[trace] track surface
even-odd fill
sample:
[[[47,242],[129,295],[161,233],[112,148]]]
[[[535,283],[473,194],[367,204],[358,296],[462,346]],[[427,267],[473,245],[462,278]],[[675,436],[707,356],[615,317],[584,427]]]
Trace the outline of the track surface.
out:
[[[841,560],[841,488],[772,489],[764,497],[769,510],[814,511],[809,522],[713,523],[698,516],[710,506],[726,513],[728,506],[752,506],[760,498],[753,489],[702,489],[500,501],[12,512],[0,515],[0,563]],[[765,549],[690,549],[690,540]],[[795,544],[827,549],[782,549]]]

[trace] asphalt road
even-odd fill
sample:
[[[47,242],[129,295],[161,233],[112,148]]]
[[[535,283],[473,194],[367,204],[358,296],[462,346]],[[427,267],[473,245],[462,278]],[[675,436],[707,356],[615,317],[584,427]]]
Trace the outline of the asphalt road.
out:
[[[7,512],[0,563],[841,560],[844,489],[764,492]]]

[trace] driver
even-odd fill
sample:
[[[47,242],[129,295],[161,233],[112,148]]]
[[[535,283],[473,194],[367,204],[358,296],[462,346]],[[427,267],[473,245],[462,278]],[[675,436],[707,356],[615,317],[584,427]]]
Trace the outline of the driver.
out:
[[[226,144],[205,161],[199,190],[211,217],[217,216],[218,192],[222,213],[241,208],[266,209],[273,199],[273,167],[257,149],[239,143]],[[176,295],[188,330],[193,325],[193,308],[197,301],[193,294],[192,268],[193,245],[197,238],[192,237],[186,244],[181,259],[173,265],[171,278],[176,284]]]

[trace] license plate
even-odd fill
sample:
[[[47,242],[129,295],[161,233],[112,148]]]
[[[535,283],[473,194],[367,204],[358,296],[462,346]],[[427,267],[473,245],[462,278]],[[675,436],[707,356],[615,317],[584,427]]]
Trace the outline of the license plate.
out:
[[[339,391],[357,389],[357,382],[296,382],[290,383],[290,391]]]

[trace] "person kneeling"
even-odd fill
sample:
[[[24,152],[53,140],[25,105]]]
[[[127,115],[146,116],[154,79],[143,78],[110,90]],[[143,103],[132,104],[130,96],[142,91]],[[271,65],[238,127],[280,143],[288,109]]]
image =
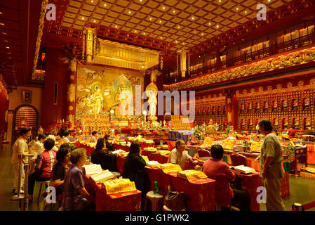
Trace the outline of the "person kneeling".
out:
[[[37,156],[35,172],[29,176],[27,194],[29,200],[33,200],[35,181],[47,181],[51,179],[53,166],[55,161],[56,153],[51,150],[55,141],[48,139],[43,143],[45,150]]]
[[[82,166],[86,160],[85,148],[76,148],[71,152],[70,169],[64,181],[64,193],[62,210],[63,211],[94,211],[94,198],[84,187]]]
[[[206,160],[202,170],[208,178],[215,180],[215,202],[222,207],[232,203],[240,205],[241,211],[250,211],[250,197],[248,192],[232,189],[229,182],[235,180],[235,174],[229,165],[222,161],[223,148],[220,145],[211,147],[211,158]]]

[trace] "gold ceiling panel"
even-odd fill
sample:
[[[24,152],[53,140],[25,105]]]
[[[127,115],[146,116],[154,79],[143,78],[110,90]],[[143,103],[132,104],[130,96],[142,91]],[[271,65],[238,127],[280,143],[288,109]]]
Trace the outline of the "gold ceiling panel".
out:
[[[148,1],[146,4],[147,6],[150,7],[152,8],[154,8],[154,9],[156,8],[157,6],[159,6],[159,3],[155,2],[154,1]]]
[[[69,3],[69,6],[74,6],[76,8],[80,8],[81,4],[82,3],[74,0],[71,0],[70,2]],[[69,6],[68,8],[69,7]]]
[[[293,1],[260,3],[265,4],[269,12]],[[163,40],[176,45],[170,49],[177,49],[255,20],[257,4],[255,0],[70,0],[61,26],[79,30],[89,23],[112,27]]]
[[[114,3],[114,1],[113,1],[112,2]],[[125,7],[126,7],[129,4],[129,1],[125,1],[125,0],[118,0],[118,1],[116,1],[116,4],[125,8]]]
[[[199,7],[199,8],[203,8],[207,4],[208,4],[208,2],[205,1],[199,0],[194,4],[194,6],[196,6],[196,7]]]
[[[248,8],[251,6],[253,6],[255,4],[255,6],[257,6],[257,1],[253,1],[253,0],[248,0],[246,1],[244,1],[243,3],[242,3],[242,5]]]

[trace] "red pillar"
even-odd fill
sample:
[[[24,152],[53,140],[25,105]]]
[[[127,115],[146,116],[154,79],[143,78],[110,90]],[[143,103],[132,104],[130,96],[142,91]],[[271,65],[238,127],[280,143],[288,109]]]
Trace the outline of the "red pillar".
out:
[[[73,57],[69,62],[68,84],[67,93],[67,121],[69,122],[70,127],[74,122],[76,108],[76,58]]]
[[[225,90],[225,103],[227,105],[227,124],[233,126],[234,130],[237,127],[237,99],[235,91],[232,89]]]

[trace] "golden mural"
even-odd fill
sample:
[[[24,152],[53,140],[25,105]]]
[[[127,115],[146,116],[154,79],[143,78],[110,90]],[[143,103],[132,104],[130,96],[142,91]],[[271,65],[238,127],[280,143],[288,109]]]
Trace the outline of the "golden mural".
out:
[[[142,94],[143,80],[140,71],[78,65],[76,120],[82,114],[109,115],[111,110],[120,117],[119,106],[125,100],[133,103],[134,111],[135,85],[141,85]]]

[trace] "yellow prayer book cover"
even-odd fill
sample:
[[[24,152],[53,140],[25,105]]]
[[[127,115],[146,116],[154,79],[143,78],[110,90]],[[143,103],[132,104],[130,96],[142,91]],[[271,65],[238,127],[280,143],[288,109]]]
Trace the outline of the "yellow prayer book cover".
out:
[[[103,184],[107,195],[137,190],[135,182],[130,181],[128,179],[116,179],[105,181]]]
[[[168,150],[159,150],[157,152],[159,154],[163,156],[168,156],[168,155],[170,155],[170,153]]]
[[[169,172],[178,172],[182,171],[182,168],[179,165],[173,163],[164,163],[161,165],[161,168],[164,173]]]
[[[222,146],[223,149],[232,150],[236,142],[236,139],[227,139],[222,141]]]
[[[177,172],[177,176],[185,179],[189,181],[208,177],[207,175],[206,175],[206,174],[202,171],[197,171],[194,169],[180,171]]]
[[[149,158],[147,158],[147,156],[146,156],[146,155],[141,155],[141,156],[145,160],[145,162],[149,161]]]
[[[91,176],[91,178],[95,182],[95,184],[104,182],[105,181],[113,179],[114,177],[115,177],[115,176],[108,169]]]
[[[86,175],[98,174],[102,171],[102,167],[99,164],[85,165],[83,168]]]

——

Ignore the images and quote every line of the listing exactly.

▸ **EXERCISE RESPONSE**:
[trace] track surface
even-odd fill
sample:
[[[47,242],[129,295],[161,233],[112,148]]]
[[[535,283],[473,194],[367,204],[358,296],[462,346]],[[427,267],[473,245],[462,278]],[[675,436],[707,356],[615,317],[584,427]]]
Trace the outline of the track surface.
out:
[[[841,560],[841,488],[772,489],[764,497],[769,510],[814,511],[809,522],[713,523],[698,516],[710,506],[726,513],[728,506],[752,506],[760,498],[753,489],[702,489],[500,501],[12,512],[0,515],[0,563]],[[765,549],[690,549],[690,540]],[[795,544],[827,549],[782,549]]]

[trace] asphalt road
even-odd fill
sample:
[[[47,242],[129,295],[161,233],[112,148]]]
[[[535,283],[473,194],[367,204],[358,296],[462,346]],[[427,267],[473,245],[462,278]],[[675,436],[707,356],[615,317],[584,427]]]
Trace the outline of the asphalt road.
out:
[[[7,512],[0,563],[841,560],[844,489],[764,492]]]

[trace] driver
even-odd fill
sample:
[[[47,242],[129,295],[161,233],[112,148]]]
[[[535,283],[473,194],[367,204],[358,296],[462,346]],[[427,267],[473,245],[462,278]],[[675,436],[707,356],[615,317],[584,427]]]
Trace the outline of the driver.
out:
[[[226,144],[205,161],[199,190],[211,217],[217,216],[218,192],[222,213],[241,208],[266,209],[273,199],[273,167],[257,149],[239,143]],[[176,295],[188,330],[193,325],[193,308],[197,301],[193,294],[192,268],[193,245],[197,238],[192,237],[186,244],[181,259],[173,265],[171,278],[176,284]]]

[trace] license plate
even-odd fill
sample:
[[[47,242],[129,295],[161,233],[112,148]]]
[[[535,283],[473,194],[367,204],[358,296],[462,346]],[[427,267],[473,245],[462,278]],[[675,436],[707,356],[615,317],[584,427]]]
Trace the outline of the license plate.
out:
[[[339,391],[357,389],[357,382],[296,382],[290,383],[290,391]]]

[trace] "person kneeling"
even-odd fill
sample:
[[[24,152],[53,140],[25,105]]]
[[[127,115],[146,116],[154,79],[143,78],[110,90]],[[143,103],[132,104],[130,96],[142,91]],[[271,65],[238,127],[280,143],[288,109]]]
image =
Trace the outline of the "person kneeling".
out:
[[[37,156],[35,172],[29,176],[27,194],[29,200],[33,200],[35,181],[47,181],[51,179],[53,166],[55,161],[56,153],[51,150],[55,141],[48,139],[43,143],[45,150]]]
[[[82,166],[86,160],[85,148],[76,148],[71,152],[70,169],[64,181],[64,193],[62,210],[63,211],[94,211],[94,198],[84,187]]]
[[[206,160],[202,170],[208,178],[215,180],[215,202],[222,207],[232,203],[240,205],[241,211],[250,211],[250,197],[248,192],[232,189],[229,182],[235,180],[235,174],[229,165],[222,161],[223,148],[220,145],[211,147],[211,158]]]

[trace] "gold ceiling panel"
even-odd fill
sample:
[[[24,152],[53,140],[25,105]]]
[[[127,115],[146,116],[154,79],[143,78],[110,90]],[[143,103],[132,104],[130,96],[142,91]],[[271,65],[238,127],[280,143],[288,109]]]
Trace the outline of the "gold ceiling panel".
out:
[[[148,1],[146,4],[147,6],[150,7],[152,8],[154,8],[154,9],[156,8],[157,6],[159,6],[159,3],[155,2],[154,1]]]
[[[69,3],[69,6],[74,6],[76,8],[80,8],[81,4],[82,3],[74,0],[71,0],[70,2]],[[69,6],[68,8],[69,7]]]
[[[293,1],[260,3],[265,4],[269,12]],[[163,40],[176,45],[170,49],[177,49],[255,20],[257,4],[255,0],[70,0],[61,26],[79,30],[89,23],[112,27]]]
[[[114,3],[114,1],[113,1],[112,2]],[[125,7],[126,7],[129,4],[129,1],[125,1],[125,0],[118,0],[118,1],[116,1],[116,4],[125,8]]]
[[[199,7],[199,8],[203,8],[207,4],[208,4],[208,2],[205,1],[199,0],[194,4],[194,6],[196,6],[196,7]]]
[[[248,8],[251,6],[253,6],[255,4],[255,6],[257,6],[257,1],[253,1],[253,0],[248,0],[246,1],[244,1],[243,3],[242,3],[242,5]]]

[trace] "red pillar"
even-odd fill
sample:
[[[24,152],[53,140],[25,105]]]
[[[127,115],[146,116],[154,79],[143,78],[110,90]],[[143,103],[132,104],[130,96],[142,91]],[[271,65],[238,127],[280,143],[288,109]]]
Trace the outline of the "red pillar".
out:
[[[73,57],[69,62],[68,84],[67,93],[67,121],[69,122],[70,127],[74,122],[76,108],[76,58]]]
[[[225,90],[225,103],[227,105],[227,124],[233,126],[234,130],[237,127],[237,99],[235,91],[232,89]]]

[trace] "golden mural"
even-odd fill
sample:
[[[24,152],[53,140],[25,105]]]
[[[127,115],[146,116],[154,79],[143,78],[110,90]],[[143,103],[132,104],[130,96],[142,91]],[[271,65],[238,127],[280,143],[288,109]]]
Trace the outline of the "golden mural".
out:
[[[142,94],[143,80],[140,71],[78,65],[76,120],[82,114],[109,115],[111,110],[120,117],[119,106],[125,100],[133,103],[134,111],[135,85],[141,85]]]

[trace] "yellow prayer book cover"
even-odd fill
sample:
[[[24,152],[53,140],[25,105]]]
[[[127,115],[146,116],[154,79],[143,78],[110,90]],[[143,103],[132,104],[130,96],[142,91]],[[271,65],[238,127],[280,143],[288,109]]]
Trace the outline of the "yellow prayer book cover".
out:
[[[103,184],[107,195],[137,190],[135,182],[130,181],[128,179],[116,179],[105,181]]]
[[[168,150],[159,150],[157,152],[159,154],[163,156],[168,156],[168,155],[170,155],[170,153]]]
[[[169,172],[178,172],[182,171],[182,168],[179,165],[173,163],[164,163],[161,165],[161,168],[164,173]]]
[[[222,146],[223,149],[232,150],[236,142],[236,139],[227,139],[222,141]]]
[[[177,172],[177,176],[185,179],[189,181],[208,177],[207,175],[206,175],[206,174],[202,171],[197,171],[194,169],[180,171]]]
[[[149,158],[147,158],[147,156],[146,156],[146,155],[141,155],[141,156],[145,160],[145,162],[149,161]]]
[[[91,176],[91,178],[95,182],[95,184],[104,182],[105,181],[113,179],[114,177],[115,177],[115,176],[108,169]]]
[[[86,175],[98,174],[102,171],[102,167],[99,164],[85,165],[83,168]]]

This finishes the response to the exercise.